Indessen besann er sich ebenso plötzlich wieder anders und sprach den Wunsch nach einem abgelegenen Zufluchtsort aus, wo er wieder zu sich kommen könne. Sein Freigelassener Phaon bot ihm sein Landgut an, das in der Nähe der Stadt zwischen der Salarischen und der Nomentanischen Straße etwa am vierten Meilenstein gelegen war. So wie er war, barfuß und nur mit der Tunika bekleidet, warf er einen alten, verblichenen Mantel über, zog die Kapuze über den Kopf, band sich ein Tuch vors Gesicht und sprang aufs Pferd, nur vier Leute begleiteten ihn, darunter Sporus. Ein Erdstoß und ein Blitz, der gerade vor ihm niederfuhr, versetzten ihn in Schrecken, und zur gleichen Zeit hörte er vom nahen Lager her das Geschrei der Soldaten, die aus diesem Vorzeichen ihm den Untergang und dem Galba Glück prophezeiten. Dazu hörte er von entgegenkommenden Reisenden einen sagen: »Die verfolgen den Nero!«, und ein anderer wollte wissen: »Was gibt es in der Stadt Neues über Nero?« In dem Augenblick scheute sein Pferd vom Gestank eines Leichnams, der auf der Landstraße lag, das Tuch fiel ihm vom Gesicht, und ein ausgedienter Prätorianer erkannte und grüßte ihn.

[Auszüge aus Begrenzungsrahmen-Daten]
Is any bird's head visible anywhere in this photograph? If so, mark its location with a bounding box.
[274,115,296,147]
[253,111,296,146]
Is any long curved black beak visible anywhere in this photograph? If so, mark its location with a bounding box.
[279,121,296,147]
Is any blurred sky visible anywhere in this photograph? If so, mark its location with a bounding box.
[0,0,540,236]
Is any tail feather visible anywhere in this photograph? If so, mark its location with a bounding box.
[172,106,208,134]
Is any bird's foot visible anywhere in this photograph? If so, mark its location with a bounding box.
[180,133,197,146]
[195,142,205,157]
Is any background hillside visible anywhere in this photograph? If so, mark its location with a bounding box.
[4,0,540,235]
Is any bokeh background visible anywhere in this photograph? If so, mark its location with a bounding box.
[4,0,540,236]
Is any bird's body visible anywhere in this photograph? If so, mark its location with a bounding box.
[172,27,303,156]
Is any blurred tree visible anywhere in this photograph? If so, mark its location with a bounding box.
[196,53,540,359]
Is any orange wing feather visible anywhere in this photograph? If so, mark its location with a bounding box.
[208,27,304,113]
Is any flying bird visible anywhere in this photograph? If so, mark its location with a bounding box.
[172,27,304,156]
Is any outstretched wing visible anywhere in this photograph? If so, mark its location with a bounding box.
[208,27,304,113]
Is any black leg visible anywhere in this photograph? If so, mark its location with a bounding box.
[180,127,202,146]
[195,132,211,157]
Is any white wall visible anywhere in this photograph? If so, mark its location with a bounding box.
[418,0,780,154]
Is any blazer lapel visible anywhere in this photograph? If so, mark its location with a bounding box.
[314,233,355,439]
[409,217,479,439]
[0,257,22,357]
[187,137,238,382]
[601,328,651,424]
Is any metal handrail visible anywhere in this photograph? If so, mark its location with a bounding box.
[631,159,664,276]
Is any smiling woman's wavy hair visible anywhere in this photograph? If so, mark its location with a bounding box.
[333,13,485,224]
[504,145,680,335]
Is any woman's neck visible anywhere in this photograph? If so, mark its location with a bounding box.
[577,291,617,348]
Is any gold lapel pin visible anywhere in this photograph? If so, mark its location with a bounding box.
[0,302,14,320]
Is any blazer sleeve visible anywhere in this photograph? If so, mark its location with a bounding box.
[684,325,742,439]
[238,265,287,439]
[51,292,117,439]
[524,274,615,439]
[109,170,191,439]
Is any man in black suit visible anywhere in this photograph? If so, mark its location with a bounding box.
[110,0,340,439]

**Gestellte Aufgabe A**
Gib den Text über Neros Flucht vollständig und wortgetreu wieder.
**Gestellte Aufgabe B**
Schreib aus den Datensätzen genau die Zeilen ab, beginnend mit der Zeile, die „Is any metal“ enthält, bis einschließlich der Zeile mit „[0,302,14,320]“.

**Vollständige Antwort A**
Indessen besann er sich ebenso plötzlich wieder anders und sprach den Wunsch nach einem abgelegenen Zufluchtsort aus, wo er wieder zu sich kommen könne. Sein Freigelassener Phaon bot ihm sein Landgut an, das in der Nähe der Stadt zwischen der Salarischen und der Nomentanischen Straße etwa am vierten Meilenstein gelegen war. So wie er war, barfuß und nur mit der Tunika bekleidet, warf er einen alten, verblichenen Mantel über, zog die Kapuze über den Kopf, band sich ein Tuch vors Gesicht und sprang aufs Pferd, nur vier Leute begleiteten ihn, darunter Sporus. Ein Erdstoß und ein Blitz, der gerade vor ihm niederfuhr, versetzten ihn in Schrecken, und zur gleichen Zeit hörte er vom nahen Lager her das Geschrei der Soldaten, die aus diesem Vorzeichen ihm den Untergang und dem Galba Glück prophezeiten. Dazu hörte er von entgegenkommenden Reisenden einen sagen: »Die verfolgen den Nero!«, und ein anderer wollte wissen: »Was gibt es in der Stadt Neues über Nero?« In dem Augenblick scheute sein Pferd vom Gestank eines Leichnams, der auf der Landstraße lag, das Tuch fiel ihm vom Gesicht, und ein ausgedienter Prätorianer erkannte und grüßte ihn.

**Vollständige Antwort B**
Is any metal handrail visible anywhere in this photograph? If so, mark its location with a bounding box.
[631,159,664,276]
Is any smiling woman's wavy hair visible anywhere in this photograph? If so, mark its location with a bounding box.
[333,13,485,224]
[504,145,680,335]
Is any woman's neck visible anywhere in this photograph? If so, mark its location with a bounding box.
[577,291,617,348]
Is any gold lapel pin visible anywhere in this photograph? If so, mark its location with a bounding box.
[0,302,14,320]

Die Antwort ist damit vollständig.